Ce n’est jamais très simple d’essayer de transcrire entre 6 et 7 heures d’entretien même s’il a été enregistré. Cela l’est encore moins quand ces 6 à 7 heures d’entretien concernent une période beaucoup plus longue dans le temps. En réalité, cette opération est très prétentieuse et le risque est grand de ne pas pouvoir retranscrire avec exactitude les propos de « l’interviewé » !
Et pourtant, tout parait si simple quant à se laisser bercer par le récit ! Tout semble clair, vivant, réel… précis ! Et je suis resté passif des heures durant à écouter Gaston Daviet me raconter avec passion tant son expérience professionnelle et ses détails qui en constituent les différentes ramifications, que sa vie de tous les jours depuis soixante-dix ans.
Tire le monde
Gaston Daviet est né le 15 août 1912 à 8 heures et quart à Viuz la Chiésaz, petit village de l’Albanais (814 habitants, au dernier recensement(1)) situé au pied du Semnoz. Il a été mis au monde, comme beaucoup d’enfants à cette époque par madame « tire le monde » synonyme de nos jours de sage-femme !! Ce n’est rien de le dire encore faut il voir le regard satisfait de Gaston Daviet qui n’a pas l’air de se plaindre d’être né sur place alors qu’aujourd’hui on s’entoure de toutes les garanties pour que la parturiente puisse transmettre la vie dans les conditions de sécurité les plus grandes.

**Données fournies:**
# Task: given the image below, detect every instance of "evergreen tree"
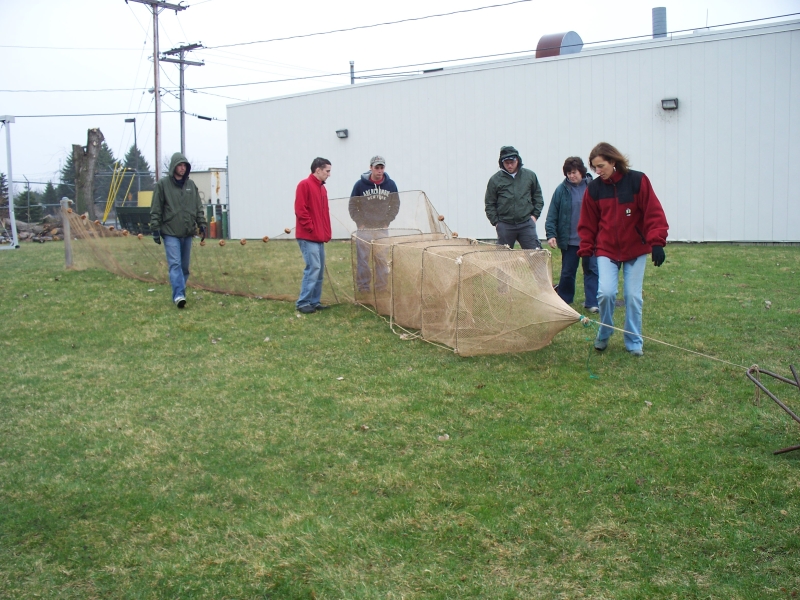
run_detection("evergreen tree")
[14,190,44,223]
[42,181,62,215]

**Travail demandé:**
1. D'après l'extrait consacré à Gaston Daviet, dans quel village celui-ci est-il né ?
2. Selon l'extrait consacré à Gaston Daviet, pourquoi la transcription de l'entretien est-elle une opération délicate ? Répondez en une à trois phrases.
3. Donnez la suite du récit consacré à Gaston Daviet, à partir de sa dernière phrase.

**Corrigé des exercices:**
1. À Viuz la Chiésaz, petit village de l'Albanais situé au pied du Semnoz.

2. Il faut transcrire entre 6 et 7 heures d'entretien, ce qui n'est jamais simple même avec un enregistrement, et l'est encore moins lorsque ces heures portent sur une période beaucoup plus longue. Le risque est donc grand de ne pas pouvoir retranscrire avec exactitude les propos de l'interviewé.

3.
À la question : votre grand-père était-il italien ou piémontais ? La réponse est catégorique : non sarde !

Viuz-la-Chiésaz
À l’origine, il existait deux villages : Viuz et la Chiésaz. Nous vous renvoyons par curiosité à l’article paru dans notre précédent numéro relatif à un violent orage qui s’est produit en 1785 et dont le récit a été fait par I. Gonard. Un des témoins de cette perturbation atmosphérique était natif et habitant de « Vieux la chaise ».
Il se souvient, petit, avoir entendu une version de l’histoire du nom du village. Il y a fort longtemps, le village le plus puissant était Chiésaz. Puis Viuz s’est développé. Le curé avait d’ailleurs arrêté d’aller à la Chiésiaz. Puis, finalement, les habitants avaient demandé au curé de réciter la messe uniquement pour la Saint-Jean.
La vogue de Viuz était en décembre à la St-Étienne. Notre témoin se souvient avoir fait souvent les deux vogues et les gens dansaient à l’intérieur d’une grange.
Les deux villages étaient réunis lorsque se déroulaient les fêtes. Il paraît que le curé s’y rendait avec deux sacristains. Les villageois l’accueillaient avec une grande joie et faisaient sonner les cloches de la Chiésaz en annonçant que le curé était arrivé !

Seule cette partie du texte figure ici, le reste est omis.